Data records
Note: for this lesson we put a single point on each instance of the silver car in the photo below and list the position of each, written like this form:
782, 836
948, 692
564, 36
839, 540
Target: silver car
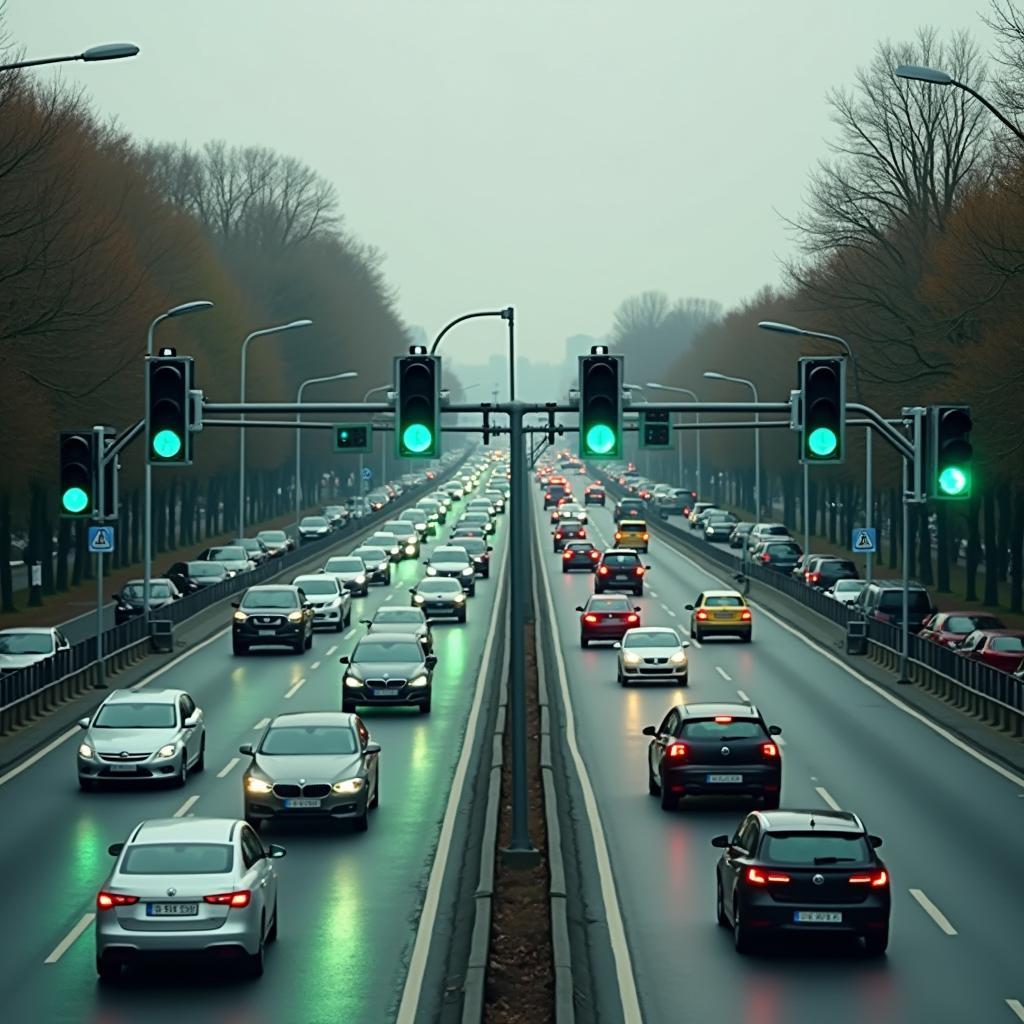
202, 886
317, 765
140, 735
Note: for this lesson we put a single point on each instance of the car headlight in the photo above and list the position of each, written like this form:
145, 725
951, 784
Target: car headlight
350, 785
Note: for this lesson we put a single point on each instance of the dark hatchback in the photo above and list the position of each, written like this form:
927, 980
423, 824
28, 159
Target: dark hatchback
803, 871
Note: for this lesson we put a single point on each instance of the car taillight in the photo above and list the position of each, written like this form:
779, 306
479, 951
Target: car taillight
107, 901
238, 899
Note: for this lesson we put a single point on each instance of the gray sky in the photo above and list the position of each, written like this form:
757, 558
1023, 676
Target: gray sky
558, 156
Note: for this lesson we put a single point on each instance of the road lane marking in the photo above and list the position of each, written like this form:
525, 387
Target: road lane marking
186, 806
69, 940
933, 911
827, 798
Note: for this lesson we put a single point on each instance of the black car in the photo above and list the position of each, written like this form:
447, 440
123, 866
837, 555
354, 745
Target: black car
387, 669
620, 568
272, 615
800, 871
714, 749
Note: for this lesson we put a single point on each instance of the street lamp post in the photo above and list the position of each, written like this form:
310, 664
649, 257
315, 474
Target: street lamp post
298, 433
242, 397
186, 307
757, 435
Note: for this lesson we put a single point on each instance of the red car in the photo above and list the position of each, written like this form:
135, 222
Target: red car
606, 617
951, 628
999, 648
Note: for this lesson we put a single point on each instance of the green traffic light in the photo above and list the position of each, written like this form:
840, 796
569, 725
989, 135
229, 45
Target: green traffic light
166, 443
75, 500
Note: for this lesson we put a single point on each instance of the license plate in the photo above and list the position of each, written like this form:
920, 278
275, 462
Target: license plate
817, 916
172, 909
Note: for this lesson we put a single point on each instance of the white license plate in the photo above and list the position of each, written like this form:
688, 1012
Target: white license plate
817, 916
172, 909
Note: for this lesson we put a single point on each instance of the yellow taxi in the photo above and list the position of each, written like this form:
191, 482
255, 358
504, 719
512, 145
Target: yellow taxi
632, 534
720, 612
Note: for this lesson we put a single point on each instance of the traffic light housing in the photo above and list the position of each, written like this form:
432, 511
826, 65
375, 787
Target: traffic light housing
417, 423
169, 438
655, 430
950, 452
78, 474
600, 406
822, 397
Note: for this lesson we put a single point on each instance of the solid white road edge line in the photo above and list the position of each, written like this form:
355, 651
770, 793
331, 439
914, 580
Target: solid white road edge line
933, 911
616, 929
880, 690
428, 913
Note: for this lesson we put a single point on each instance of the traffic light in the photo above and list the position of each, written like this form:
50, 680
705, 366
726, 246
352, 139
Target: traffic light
950, 452
169, 439
417, 424
78, 473
600, 404
822, 396
655, 430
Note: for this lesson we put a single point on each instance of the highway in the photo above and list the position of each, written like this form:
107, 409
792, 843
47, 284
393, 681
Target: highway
952, 824
349, 903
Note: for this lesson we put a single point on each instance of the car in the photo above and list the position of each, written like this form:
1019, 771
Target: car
606, 617
439, 597
652, 653
720, 612
129, 601
580, 555
141, 736
395, 619
453, 561
272, 614
951, 628
803, 871
331, 599
720, 749
205, 887
312, 527
350, 571
317, 765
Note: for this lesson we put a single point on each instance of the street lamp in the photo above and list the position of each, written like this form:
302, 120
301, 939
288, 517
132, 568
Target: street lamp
298, 433
186, 307
696, 420
934, 77
108, 51
295, 325
757, 435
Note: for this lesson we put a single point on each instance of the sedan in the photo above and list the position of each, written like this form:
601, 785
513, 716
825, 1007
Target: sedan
606, 619
312, 765
387, 670
187, 886
140, 735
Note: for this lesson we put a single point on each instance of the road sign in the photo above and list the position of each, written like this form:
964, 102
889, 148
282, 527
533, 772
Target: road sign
865, 540
100, 540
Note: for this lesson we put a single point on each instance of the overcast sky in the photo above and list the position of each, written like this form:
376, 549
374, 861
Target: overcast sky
556, 155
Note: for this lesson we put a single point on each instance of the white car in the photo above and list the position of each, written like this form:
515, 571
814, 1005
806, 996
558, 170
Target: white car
652, 653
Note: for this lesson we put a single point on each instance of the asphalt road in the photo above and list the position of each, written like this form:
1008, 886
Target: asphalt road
348, 902
953, 827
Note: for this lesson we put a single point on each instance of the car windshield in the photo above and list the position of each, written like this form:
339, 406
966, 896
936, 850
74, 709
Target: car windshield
177, 858
270, 599
815, 848
295, 740
387, 650
144, 715
26, 643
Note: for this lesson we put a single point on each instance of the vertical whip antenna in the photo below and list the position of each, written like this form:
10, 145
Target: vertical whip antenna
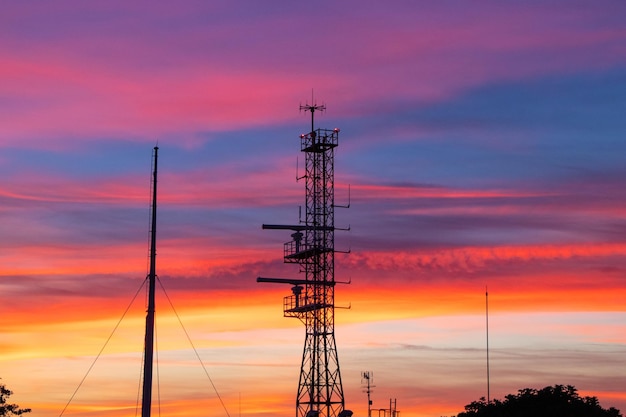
487, 328
149, 337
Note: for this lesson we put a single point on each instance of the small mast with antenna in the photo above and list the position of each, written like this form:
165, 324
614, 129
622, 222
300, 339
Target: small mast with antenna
146, 402
487, 328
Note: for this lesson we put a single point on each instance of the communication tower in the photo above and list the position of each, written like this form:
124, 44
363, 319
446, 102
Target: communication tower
320, 392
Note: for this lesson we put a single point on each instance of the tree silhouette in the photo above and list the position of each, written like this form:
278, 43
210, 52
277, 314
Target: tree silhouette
556, 401
9, 409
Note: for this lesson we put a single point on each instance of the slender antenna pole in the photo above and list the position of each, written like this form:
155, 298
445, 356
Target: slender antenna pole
149, 341
487, 326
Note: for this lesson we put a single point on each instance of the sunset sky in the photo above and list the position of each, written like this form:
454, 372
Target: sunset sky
483, 144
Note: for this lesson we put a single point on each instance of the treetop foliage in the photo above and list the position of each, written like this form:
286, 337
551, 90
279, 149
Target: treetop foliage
556, 401
9, 409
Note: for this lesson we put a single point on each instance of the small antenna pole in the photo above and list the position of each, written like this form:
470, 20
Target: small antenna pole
487, 327
367, 379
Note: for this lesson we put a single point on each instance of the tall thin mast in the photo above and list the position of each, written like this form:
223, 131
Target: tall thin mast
487, 328
149, 342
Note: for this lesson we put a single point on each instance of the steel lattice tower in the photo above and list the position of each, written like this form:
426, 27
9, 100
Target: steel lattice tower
320, 391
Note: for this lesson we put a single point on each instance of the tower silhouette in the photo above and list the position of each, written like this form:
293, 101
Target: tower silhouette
320, 390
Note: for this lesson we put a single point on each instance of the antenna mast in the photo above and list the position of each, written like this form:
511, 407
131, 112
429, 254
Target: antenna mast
149, 341
320, 391
487, 327
367, 378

SET TASK =>
Recast the lines above as a Markdown table with two columns, Row and Line, giving each line its own numbered row and leaving out blank lines. Leave the pictures out of the answer.

FINAL RESULT =>
| Row | Line |
|---|---|
| 1 | Note: for this lesson we put a single point on each instance of the silver car in the photo below and list the position of each, written like this form: |
| 2 | 782, 836 |
| 3 | 948, 692 |
| 4 | 564, 36 |
| 5 | 839, 540 |
| 6 | Target: silver car |
| 7 | 202, 886 |
| 8 | 317, 765 |
| 9 | 140, 735 |
| 10 | Note: for this lesson we put a single point on each instance of the car headlight in the photo above and list the position of each, written like this form: |
| 11 | 145, 725 |
| 12 | 951, 784 |
| 13 | Target: car headlight |
| 14 | 350, 785 |
| 15 | Note: for this lesson we put a single point on each instance of the dark hatchback in the photo above and list the position of each, written like this form: |
| 16 | 927, 980 |
| 17 | 423, 824 |
| 18 | 28, 159 |
| 19 | Target: dark hatchback |
| 20 | 803, 871 |
| 21 | Note: for this lesson we put a single point on each instance of the car taillight in the photo above and list the position of each, written like this form: |
| 22 | 779, 306 |
| 23 | 479, 951 |
| 24 | Target: car taillight |
| 25 | 107, 901 |
| 26 | 238, 899 |
| 27 | Note: for this lesson we put a single point on each instance of the gray sky in the photo above and list the position of each, written like this form: |
| 28 | 757, 558 |
| 29 | 1023, 676 |
| 30 | Target: gray sky |
| 31 | 558, 156 |
| 32 | Note: for this lesson we put a single point on each instance of the road lane marking in the photo above and list the position of each, written like this form: |
| 33 | 525, 387 |
| 34 | Target: road lane marking |
| 35 | 186, 806 |
| 36 | 69, 940 |
| 37 | 933, 911 |
| 38 | 827, 798 |
| 39 | Note: for this lesson we put a single point on each instance of the black car in the photo above and list the position of each, written like this form: |
| 40 | 447, 440 |
| 41 | 123, 866 |
| 42 | 837, 555 |
| 43 | 354, 745 |
| 44 | Target: black car |
| 45 | 387, 669 |
| 46 | 620, 568 |
| 47 | 272, 615 |
| 48 | 800, 871 |
| 49 | 714, 749 |
| 50 | Note: for this lesson we put a single point on each instance of the street lamp post in the photo above and list the position of each, written like this form: |
| 51 | 310, 664 |
| 52 | 649, 257 |
| 53 | 315, 474 |
| 54 | Target: street lamp post |
| 55 | 298, 433 |
| 56 | 242, 397 |
| 57 | 186, 307 |
| 58 | 757, 435 |
| 59 | Note: for this lesson we put a single point on each instance of the red car in the photo above and list the position of each, written like this form: |
| 60 | 135, 222 |
| 61 | Target: red car |
| 62 | 606, 617 |
| 63 | 951, 628 |
| 64 | 999, 648 |
| 65 | Note: for this lesson we put a single point on each instance of the green traffic light in the photo above and list the position of each, written like this form: |
| 66 | 840, 796 |
| 67 | 569, 725 |
| 68 | 989, 135 |
| 69 | 229, 45 |
| 70 | Target: green traffic light |
| 71 | 166, 443 |
| 72 | 75, 500 |
| 73 | Note: for this lesson we put a single point on each instance of the license plate in the photo above and list the position of each, written like this form: |
| 74 | 920, 278 |
| 75 | 275, 462 |
| 76 | Target: license plate |
| 77 | 817, 916 |
| 78 | 172, 909 |
| 79 | Note: for this lesson we put a single point on each instance of the white license plate in the photo above and list the position of each, written like this form: |
| 80 | 688, 1012 |
| 81 | Target: white license plate |
| 82 | 817, 916 |
| 83 | 172, 909 |
| 84 | Note: for this lesson we put a single point on each instance of the yellow taxi in the photo above and list the position of each, written like this form: |
| 85 | 191, 482 |
| 86 | 255, 358 |
| 87 | 504, 719 |
| 88 | 512, 145 |
| 89 | Target: yellow taxi |
| 90 | 632, 534 |
| 91 | 720, 612 |
| 92 | Note: for this lesson we put a single point on each instance of the traffic light housing in the photo above and list the position of each, written like this form: |
| 93 | 432, 511 |
| 94 | 826, 65 |
| 95 | 375, 787 |
| 96 | Target: traffic light housing |
| 97 | 417, 423 |
| 98 | 169, 438 |
| 99 | 655, 430 |
| 100 | 950, 452 |
| 101 | 78, 474 |
| 102 | 600, 406 |
| 103 | 822, 397 |
| 104 | Note: for this lesson we put a single point on each instance of the solid white road edge line in the photo above and list the position of each, written like this form: |
| 105 | 355, 651 |
| 106 | 770, 793 |
| 107 | 331, 439 |
| 108 | 914, 580 |
| 109 | Target: solid white road edge line |
| 110 | 933, 911 |
| 111 | 616, 929 |
| 112 | 880, 690 |
| 113 | 428, 913 |
| 114 | Note: for this lesson we put a single point on each instance of the traffic light in the photo above and list the position of each, written like this form: |
| 115 | 50, 680 |
| 116 | 705, 366 |
| 117 | 726, 246 |
| 118 | 352, 139 |
| 119 | Target: traffic light |
| 120 | 950, 452 |
| 121 | 169, 439 |
| 122 | 417, 424 |
| 123 | 78, 473 |
| 124 | 600, 404 |
| 125 | 822, 396 |
| 126 | 655, 430 |
| 127 | Note: for this lesson we put a single point on each instance of the highway in the photo above and list the position of each, written like this form: |
| 128 | 107, 409 |
| 129 | 792, 843 |
| 130 | 47, 284 |
| 131 | 393, 681 |
| 132 | Target: highway |
| 133 | 952, 824 |
| 134 | 349, 903 |
| 135 | Note: for this lesson we put a single point on each instance of the car in the photo above and list the position of each, written like this form: |
| 136 | 1019, 771 |
| 137 | Target: car |
| 138 | 606, 617 |
| 139 | 439, 597 |
| 140 | 652, 653 |
| 141 | 720, 612 |
| 142 | 129, 601 |
| 143 | 580, 555 |
| 144 | 141, 736 |
| 145 | 395, 619 |
| 146 | 453, 561 |
| 147 | 272, 614 |
| 148 | 951, 628 |
| 149 | 803, 871 |
| 150 | 331, 599 |
| 151 | 720, 749 |
| 152 | 205, 887 |
| 153 | 312, 527 |
| 154 | 350, 571 |
| 155 | 317, 765 |
| 156 | Note: for this lesson we put a single point on each instance of the street lamp in the photo above and list the position of each, written like this form: |
| 157 | 302, 120 |
| 158 | 301, 939 |
| 159 | 288, 517 |
| 160 | 132, 568 |
| 161 | Target: street lamp |
| 162 | 298, 433 |
| 163 | 186, 307 |
| 164 | 696, 420 |
| 165 | 934, 77 |
| 166 | 108, 51 |
| 167 | 295, 325 |
| 168 | 757, 435 |
| 169 | Note: for this lesson we put a single point on each instance of the sedan in the photo above and list the position of each, written like this form: |
| 170 | 601, 785 |
| 171 | 513, 716 |
| 172 | 825, 1007 |
| 173 | Target: sedan |
| 174 | 606, 619 |
| 175 | 312, 765 |
| 176 | 387, 670 |
| 177 | 187, 886 |
| 178 | 140, 735 |
| 179 | Note: for this lesson we put a single point on each instance of the road sign in the photo above and list the position of each, written like this form: |
| 180 | 964, 102 |
| 181 | 889, 148 |
| 182 | 282, 527 |
| 183 | 533, 772 |
| 184 | Target: road sign |
| 185 | 865, 540 |
| 186 | 100, 540 |
| 187 | Note: for this lesson we put a single point on each instance of the overcast sky in the photo above and list the position of each, written like this form: |
| 188 | 376, 549 |
| 189 | 374, 861 |
| 190 | Target: overcast sky |
| 191 | 556, 155 |
| 192 | Note: for this lesson we put a single point on each instance of the white car in the photo above and list the position of each, written like this form: |
| 193 | 515, 571 |
| 194 | 814, 1005 |
| 195 | 806, 996 |
| 196 | 558, 170 |
| 197 | Target: white car |
| 198 | 652, 653 |
| 199 | Note: for this lesson we put a single point on each instance of the asphalt road in the photo above and list the position of each, written like this form: |
| 200 | 1008, 886 |
| 201 | Target: asphalt road |
| 202 | 348, 902 |
| 203 | 953, 827 |
| 204 | Note: for this lesson we put a single point on each instance of the car windshield in the photo above and list the position of each, written like this form: |
| 205 | 339, 406 |
| 206 | 966, 896 |
| 207 | 936, 850 |
| 208 | 74, 709 |
| 209 | Target: car windshield |
| 210 | 177, 858 |
| 211 | 270, 599 |
| 212 | 815, 848 |
| 213 | 295, 740 |
| 214 | 387, 650 |
| 215 | 144, 715 |
| 216 | 26, 643 |
| 217 | Note: for this lesson we put a single point on each instance of the vertical whip antenna in the photo below and list the position of each, written like this form: |
| 218 | 10, 145 |
| 219 | Target: vertical whip antenna |
| 220 | 487, 328 |
| 221 | 149, 337 |
| 222 | Note: for this lesson we put a single point on each instance of the small mast with antenna in the photo above and list the position of each, written like this form: |
| 223 | 165, 324 |
| 224 | 614, 129 |
| 225 | 622, 222 |
| 226 | 300, 339 |
| 227 | Target: small mast with antenna |
| 228 | 146, 402 |
| 229 | 487, 328 |
| 230 | Note: for this lesson we put a single point on each instance of the communication tower in the photo above and list the position of each, written like this form: |
| 231 | 124, 44 |
| 232 | 363, 319 |
| 233 | 446, 102 |
| 234 | Target: communication tower |
| 235 | 320, 392 |
| 236 | Note: for this lesson we put a single point on each instance of the tree silhouette in the photo above and list the position of each, written like this form: |
| 237 | 278, 43 |
| 238 | 210, 52 |
| 239 | 277, 314 |
| 240 | Target: tree silhouette |
| 241 | 556, 401 |
| 242 | 9, 409 |
| 243 | Note: for this lesson we put a single point on each instance of the slender antenna pole in the photo above and list the position of each, written like this form: |
| 244 | 155, 298 |
| 245 | 445, 356 |
| 246 | Target: slender antenna pole |
| 247 | 149, 341 |
| 248 | 487, 326 |
| 249 | Note: for this lesson we put a single point on each instance of the sunset sky in the photo above and list the position of each, written like this form: |
| 250 | 454, 372 |
| 251 | Target: sunset sky |
| 252 | 483, 144 |
| 253 | Note: for this lesson we put a single point on each instance of the treetop foliage in the photo above and list the position of each, written like this form: |
| 254 | 286, 337 |
| 255 | 551, 90 |
| 256 | 279, 149 |
| 257 | Target: treetop foliage |
| 258 | 556, 401 |
| 259 | 9, 409 |
| 260 | Note: for this lesson we put a single point on each instance of the small antenna pole in the photo above and list the position of each, written like this form: |
| 261 | 470, 20 |
| 262 | Target: small antenna pole |
| 263 | 487, 327 |
| 264 | 367, 379 |
| 265 | Note: for this lesson we put a single point on each instance of the tall thin mast in the photo above and list the position of each, written like this form: |
| 266 | 223, 131 |
| 267 | Target: tall thin mast |
| 268 | 487, 328 |
| 269 | 149, 342 |
| 270 | Note: for this lesson we put a single point on each instance of the steel lattice tower in the photo above and list the position of each, written like this form: |
| 271 | 426, 27 |
| 272 | 9, 100 |
| 273 | Target: steel lattice tower |
| 274 | 320, 391 |
| 275 | Note: for this lesson we put a single point on each instance of the tower silhouette in the photo above and list the position of each, written like this form: |
| 276 | 293, 101 |
| 277 | Target: tower silhouette |
| 278 | 320, 390 |
| 279 | Note: for this lesson we put a single point on each instance of the antenna mast in the photo above and list the position of each, written like this form: |
| 280 | 511, 407 |
| 281 | 131, 112 |
| 282 | 429, 254 |
| 283 | Target: antenna mast |
| 284 | 149, 341 |
| 285 | 320, 391 |
| 286 | 487, 327 |
| 287 | 367, 378 |